Extract to read.
>>>>

Picture a small group… Where are they meeting? How long are they meeting for? What are they doing? Do they have food?
I imagine there will be many similarities and differences as people consider those questions. But, almost certainly the picture is of people together. It’s still likely to be our default picture, even though the reality has changed our small groups over the past few weeks.
For many small group members they are a vital support spiritually and practically. Meeting together is a key part of how we build those relationships of trust, challenge and love. So, while people are appreciating being connected, these video meetings can be viewed as ‘better than nothing’ or ‘second best’. And in many ways they are but it is also an opportunity to develop relationships in new ways if we take the opportunities.
Here are eight ways we can help our small groups thrive rather than just survive as we meet through video:
Keep the language of togetherness.
We know we are separate and many of us will use that language as we talk. But focussing on the joining is important. So talk about ‘meeting at 7 tonight’, say ‘it was lovely to see you’ and ‘does anyone want to do something next week?’
This is an opportunity to reduce loneliness.
Priorities can become possibilities.
Parents, carers, shift workers, people with long commutes etc may hold coming to small group as a high priority. That doesn’t mean they can always attend. But now parents can be at home and at small group and far more people are at home instead of work and able to come too.
This is an opportunity to be all together.
Invest in the one to one relationships.
Even in small groups the deepest conversations tend to be in twos and threes. These are lifelines. But multiple conversations on a screen is just noise. This means we need to choose to invest in those smaller relationships in calls and messages. This is actually a brilliant thing as relationships go far deeper when they go beyond the ‘designated meeting time’.
This is an opportunity for daily life relationships.
Speak up and ask around.
Asking for help is hard, but that doesn’t mean we don’t need it. In fact being willing to receive help can help other be more open about their own needs. So make a space to ask each other what they need and be willing to receive help, whether its prayer, practical help or something else. There is a depth of relationship that comes from relying on each other.

<<<<

Direction 1.
In the entries, take the stretch from the line containing "Practice step: label each instance of the woman in teal" through the end of the entries and swap "jacket" for "coat", leaving everything else unchanged.
Direction 2.
Carry on the piece about small groups meeting by video, beginning right after its last sentence.
The text above has no connection to the entries that follow it.

Provided material.
>>>>

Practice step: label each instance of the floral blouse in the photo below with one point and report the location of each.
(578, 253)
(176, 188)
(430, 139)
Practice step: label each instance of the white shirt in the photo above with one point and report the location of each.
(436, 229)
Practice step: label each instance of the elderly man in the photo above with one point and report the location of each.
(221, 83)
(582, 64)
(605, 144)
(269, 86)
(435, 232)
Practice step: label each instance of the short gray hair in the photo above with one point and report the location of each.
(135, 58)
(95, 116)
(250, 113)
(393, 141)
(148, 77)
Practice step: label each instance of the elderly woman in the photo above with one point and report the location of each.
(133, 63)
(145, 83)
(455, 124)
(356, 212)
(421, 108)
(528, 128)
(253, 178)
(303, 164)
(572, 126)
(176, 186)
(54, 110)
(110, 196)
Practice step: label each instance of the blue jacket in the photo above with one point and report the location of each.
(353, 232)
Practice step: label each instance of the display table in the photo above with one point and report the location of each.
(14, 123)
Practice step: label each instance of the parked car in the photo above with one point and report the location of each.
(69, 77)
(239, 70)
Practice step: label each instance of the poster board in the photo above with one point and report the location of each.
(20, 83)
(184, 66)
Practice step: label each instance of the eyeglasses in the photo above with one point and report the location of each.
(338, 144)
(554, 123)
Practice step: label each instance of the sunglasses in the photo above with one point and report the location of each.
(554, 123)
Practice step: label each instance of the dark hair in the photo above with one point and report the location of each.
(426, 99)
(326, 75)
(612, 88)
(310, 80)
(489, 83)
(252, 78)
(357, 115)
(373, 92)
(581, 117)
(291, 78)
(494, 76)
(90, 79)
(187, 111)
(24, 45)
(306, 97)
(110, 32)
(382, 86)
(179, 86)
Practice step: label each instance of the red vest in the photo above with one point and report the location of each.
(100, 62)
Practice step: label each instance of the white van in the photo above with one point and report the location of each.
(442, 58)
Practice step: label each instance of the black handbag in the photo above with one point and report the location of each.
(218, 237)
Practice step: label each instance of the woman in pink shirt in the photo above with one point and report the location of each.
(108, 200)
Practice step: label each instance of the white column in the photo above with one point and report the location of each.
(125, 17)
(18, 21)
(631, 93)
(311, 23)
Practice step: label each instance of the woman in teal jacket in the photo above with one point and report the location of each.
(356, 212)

<<<<

Answer 1.
Practice step: label each instance of the woman in teal coat in the photo above with one point and report the location of each.
(356, 212)

Answer 2.
This is an opportunity to learn how to rely on others.
Use the pauses.
Together in a room we can view pauses as awkward and a sign to move on. Video calls have far more natural pauses as people avoid talking over or overlapping with each other. A pause is not an awkward sign to move on and can be an opportunity to invite others to share in a way that feels more open than it may in a room together.
This is an opportunity to value every voice.
Perhaps a 7.30 start was manageable before, but did it include rushing dinner, not putting the children to bed and arriving without a break? If so, perhaps consider what time you can start so everyone can arrive feeling prepared and ready.
This is an opportunity to slow down.
Length is not everything.
Many groups watch the video or read the Bible passage together and it works. But this may be an opportunity for people to arrive with that done in advance. It means people have had time to think and reflect before arriving for the discussion questions. It may lead to shorter and more focussed conversations because people have already done some of the thinking. It may lead to longer conversations as people bring more complex questions to the group.
This is an opportunity to come prepared.
Try new things.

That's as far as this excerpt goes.